• Exercise:
Among the lines of the data below, count those that hold the word "Every". Answer with the number alone.

• Records for this task:

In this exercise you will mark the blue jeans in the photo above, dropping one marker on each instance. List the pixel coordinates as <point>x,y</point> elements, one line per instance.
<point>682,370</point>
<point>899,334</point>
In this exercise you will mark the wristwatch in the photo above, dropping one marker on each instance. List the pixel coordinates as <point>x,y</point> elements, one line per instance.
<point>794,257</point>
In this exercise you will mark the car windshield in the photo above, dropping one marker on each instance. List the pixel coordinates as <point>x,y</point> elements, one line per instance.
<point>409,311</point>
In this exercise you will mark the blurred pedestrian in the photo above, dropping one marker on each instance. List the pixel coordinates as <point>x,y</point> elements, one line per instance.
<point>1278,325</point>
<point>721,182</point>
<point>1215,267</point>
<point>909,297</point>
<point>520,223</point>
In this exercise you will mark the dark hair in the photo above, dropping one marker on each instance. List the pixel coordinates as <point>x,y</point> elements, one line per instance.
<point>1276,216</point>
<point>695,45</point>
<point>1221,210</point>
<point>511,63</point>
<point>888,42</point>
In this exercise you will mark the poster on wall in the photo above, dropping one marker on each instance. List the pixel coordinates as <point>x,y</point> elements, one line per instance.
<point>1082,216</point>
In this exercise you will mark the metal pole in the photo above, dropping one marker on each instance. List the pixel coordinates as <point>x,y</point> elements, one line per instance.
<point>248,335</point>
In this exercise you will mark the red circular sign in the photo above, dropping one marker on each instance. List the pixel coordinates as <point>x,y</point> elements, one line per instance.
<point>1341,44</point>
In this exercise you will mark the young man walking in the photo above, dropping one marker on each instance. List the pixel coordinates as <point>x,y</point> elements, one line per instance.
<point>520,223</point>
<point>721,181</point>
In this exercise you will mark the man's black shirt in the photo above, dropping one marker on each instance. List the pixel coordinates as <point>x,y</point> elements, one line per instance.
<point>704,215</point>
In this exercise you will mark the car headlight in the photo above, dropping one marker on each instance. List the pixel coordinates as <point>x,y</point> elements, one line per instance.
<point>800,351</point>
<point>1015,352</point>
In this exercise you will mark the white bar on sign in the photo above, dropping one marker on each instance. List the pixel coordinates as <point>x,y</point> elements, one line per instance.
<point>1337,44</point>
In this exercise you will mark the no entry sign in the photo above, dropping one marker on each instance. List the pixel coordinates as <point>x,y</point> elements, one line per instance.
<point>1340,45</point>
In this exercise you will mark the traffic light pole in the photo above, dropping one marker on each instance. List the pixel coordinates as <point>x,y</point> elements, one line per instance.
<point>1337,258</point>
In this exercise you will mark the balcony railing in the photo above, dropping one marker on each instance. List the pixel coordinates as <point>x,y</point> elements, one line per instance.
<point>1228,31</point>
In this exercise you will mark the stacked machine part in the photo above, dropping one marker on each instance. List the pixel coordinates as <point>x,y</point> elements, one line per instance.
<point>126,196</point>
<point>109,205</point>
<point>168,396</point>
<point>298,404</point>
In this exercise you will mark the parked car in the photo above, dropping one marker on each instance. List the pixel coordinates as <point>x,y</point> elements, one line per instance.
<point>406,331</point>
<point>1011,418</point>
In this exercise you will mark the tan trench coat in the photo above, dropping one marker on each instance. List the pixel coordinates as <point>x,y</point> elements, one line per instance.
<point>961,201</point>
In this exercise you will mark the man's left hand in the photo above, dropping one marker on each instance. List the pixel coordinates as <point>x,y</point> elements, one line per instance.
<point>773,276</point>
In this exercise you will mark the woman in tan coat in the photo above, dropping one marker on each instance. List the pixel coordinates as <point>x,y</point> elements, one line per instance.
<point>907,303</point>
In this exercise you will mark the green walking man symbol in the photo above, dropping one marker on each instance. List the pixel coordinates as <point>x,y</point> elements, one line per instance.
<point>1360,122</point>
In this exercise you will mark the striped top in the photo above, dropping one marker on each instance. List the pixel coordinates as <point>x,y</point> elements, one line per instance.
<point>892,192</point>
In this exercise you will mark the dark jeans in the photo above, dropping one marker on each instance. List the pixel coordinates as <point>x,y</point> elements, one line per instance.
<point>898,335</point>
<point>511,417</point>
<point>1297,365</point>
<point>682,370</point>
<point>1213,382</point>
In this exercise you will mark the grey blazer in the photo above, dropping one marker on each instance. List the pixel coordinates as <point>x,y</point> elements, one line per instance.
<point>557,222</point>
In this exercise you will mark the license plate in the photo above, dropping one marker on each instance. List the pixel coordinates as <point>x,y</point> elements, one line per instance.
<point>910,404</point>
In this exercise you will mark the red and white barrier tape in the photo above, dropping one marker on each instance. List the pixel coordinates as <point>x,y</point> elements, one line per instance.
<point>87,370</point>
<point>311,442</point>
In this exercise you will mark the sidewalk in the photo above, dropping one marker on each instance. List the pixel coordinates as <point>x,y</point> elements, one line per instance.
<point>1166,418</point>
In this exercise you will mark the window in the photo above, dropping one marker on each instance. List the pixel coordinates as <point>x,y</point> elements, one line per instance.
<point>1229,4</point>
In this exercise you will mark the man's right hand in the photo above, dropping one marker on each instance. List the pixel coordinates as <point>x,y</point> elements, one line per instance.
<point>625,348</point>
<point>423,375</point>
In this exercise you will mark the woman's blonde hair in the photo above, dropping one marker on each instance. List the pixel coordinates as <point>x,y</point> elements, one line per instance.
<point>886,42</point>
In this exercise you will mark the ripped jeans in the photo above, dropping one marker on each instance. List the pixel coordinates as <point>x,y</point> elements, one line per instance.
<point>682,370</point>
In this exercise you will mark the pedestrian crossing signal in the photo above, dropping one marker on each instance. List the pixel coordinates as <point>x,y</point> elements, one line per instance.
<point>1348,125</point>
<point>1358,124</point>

...

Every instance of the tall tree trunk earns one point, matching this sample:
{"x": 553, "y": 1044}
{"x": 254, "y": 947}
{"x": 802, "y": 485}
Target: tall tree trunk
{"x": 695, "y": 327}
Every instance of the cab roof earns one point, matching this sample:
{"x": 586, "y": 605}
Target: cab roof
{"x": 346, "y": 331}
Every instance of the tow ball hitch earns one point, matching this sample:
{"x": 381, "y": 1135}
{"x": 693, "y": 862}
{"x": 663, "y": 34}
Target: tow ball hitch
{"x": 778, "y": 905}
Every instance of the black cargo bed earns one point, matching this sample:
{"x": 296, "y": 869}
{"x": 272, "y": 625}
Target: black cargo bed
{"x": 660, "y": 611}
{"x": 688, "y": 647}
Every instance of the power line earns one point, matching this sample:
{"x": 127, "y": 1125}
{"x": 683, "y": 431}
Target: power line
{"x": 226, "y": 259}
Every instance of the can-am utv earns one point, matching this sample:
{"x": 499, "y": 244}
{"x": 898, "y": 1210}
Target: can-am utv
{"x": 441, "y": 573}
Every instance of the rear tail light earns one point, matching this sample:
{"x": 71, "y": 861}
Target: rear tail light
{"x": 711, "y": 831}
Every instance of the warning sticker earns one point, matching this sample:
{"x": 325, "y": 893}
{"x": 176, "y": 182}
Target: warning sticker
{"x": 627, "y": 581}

• Exercise output:
8